------ Given information
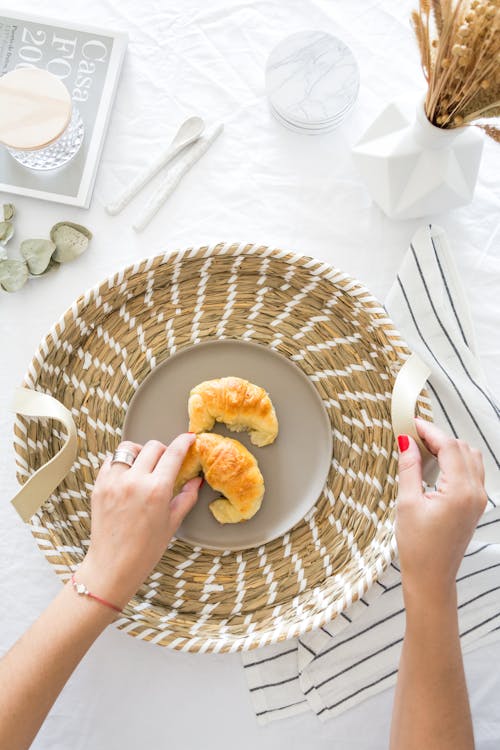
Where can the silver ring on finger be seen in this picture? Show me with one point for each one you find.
(123, 456)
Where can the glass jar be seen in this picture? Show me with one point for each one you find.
(39, 125)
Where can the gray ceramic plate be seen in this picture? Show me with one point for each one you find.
(294, 467)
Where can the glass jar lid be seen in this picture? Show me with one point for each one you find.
(312, 81)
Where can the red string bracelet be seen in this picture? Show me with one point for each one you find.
(82, 590)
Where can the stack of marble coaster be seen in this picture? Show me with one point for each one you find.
(312, 81)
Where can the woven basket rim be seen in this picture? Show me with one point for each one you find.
(316, 267)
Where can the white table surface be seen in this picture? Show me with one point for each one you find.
(258, 183)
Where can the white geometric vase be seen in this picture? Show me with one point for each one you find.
(413, 168)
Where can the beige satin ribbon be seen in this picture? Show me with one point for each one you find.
(407, 387)
(409, 382)
(43, 482)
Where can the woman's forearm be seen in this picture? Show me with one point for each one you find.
(431, 706)
(36, 668)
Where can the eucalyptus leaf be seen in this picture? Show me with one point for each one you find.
(8, 211)
(71, 240)
(37, 254)
(53, 264)
(6, 231)
(13, 274)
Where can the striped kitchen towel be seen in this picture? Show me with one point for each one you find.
(357, 654)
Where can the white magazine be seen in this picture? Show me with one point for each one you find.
(88, 60)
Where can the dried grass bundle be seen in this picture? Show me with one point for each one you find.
(459, 43)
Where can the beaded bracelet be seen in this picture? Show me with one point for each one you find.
(82, 590)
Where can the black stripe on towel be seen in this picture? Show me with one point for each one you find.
(457, 391)
(479, 596)
(274, 684)
(476, 572)
(360, 632)
(488, 523)
(357, 692)
(279, 708)
(443, 328)
(270, 658)
(361, 661)
(480, 549)
(438, 261)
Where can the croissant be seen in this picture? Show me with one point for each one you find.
(239, 404)
(231, 470)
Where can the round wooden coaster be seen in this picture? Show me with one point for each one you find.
(35, 108)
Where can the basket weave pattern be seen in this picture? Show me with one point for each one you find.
(331, 327)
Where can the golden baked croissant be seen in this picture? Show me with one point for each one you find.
(239, 404)
(230, 469)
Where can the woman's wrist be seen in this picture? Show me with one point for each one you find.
(429, 602)
(103, 582)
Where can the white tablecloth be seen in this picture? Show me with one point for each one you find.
(259, 183)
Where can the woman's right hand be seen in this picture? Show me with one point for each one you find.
(433, 529)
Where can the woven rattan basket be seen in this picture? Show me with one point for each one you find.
(332, 328)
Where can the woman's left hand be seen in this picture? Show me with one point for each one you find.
(134, 516)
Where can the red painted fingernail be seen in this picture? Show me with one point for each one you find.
(403, 442)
------------
--- Prompt ---
Find the line that contains "Where can the woven rattan" in the data above. Reproduce it and every later line exactly, through the last one.

--- The answer ---
Where can the woven rattan basket be seen in this picture? Show me with one point for each one you find.
(332, 328)
Where can the woman's left hand be seen in this picture? Show me with one point for each one you find.
(134, 516)
Where can the red painted fingernail be seen in this picture? Show me with one point for each one you find.
(403, 442)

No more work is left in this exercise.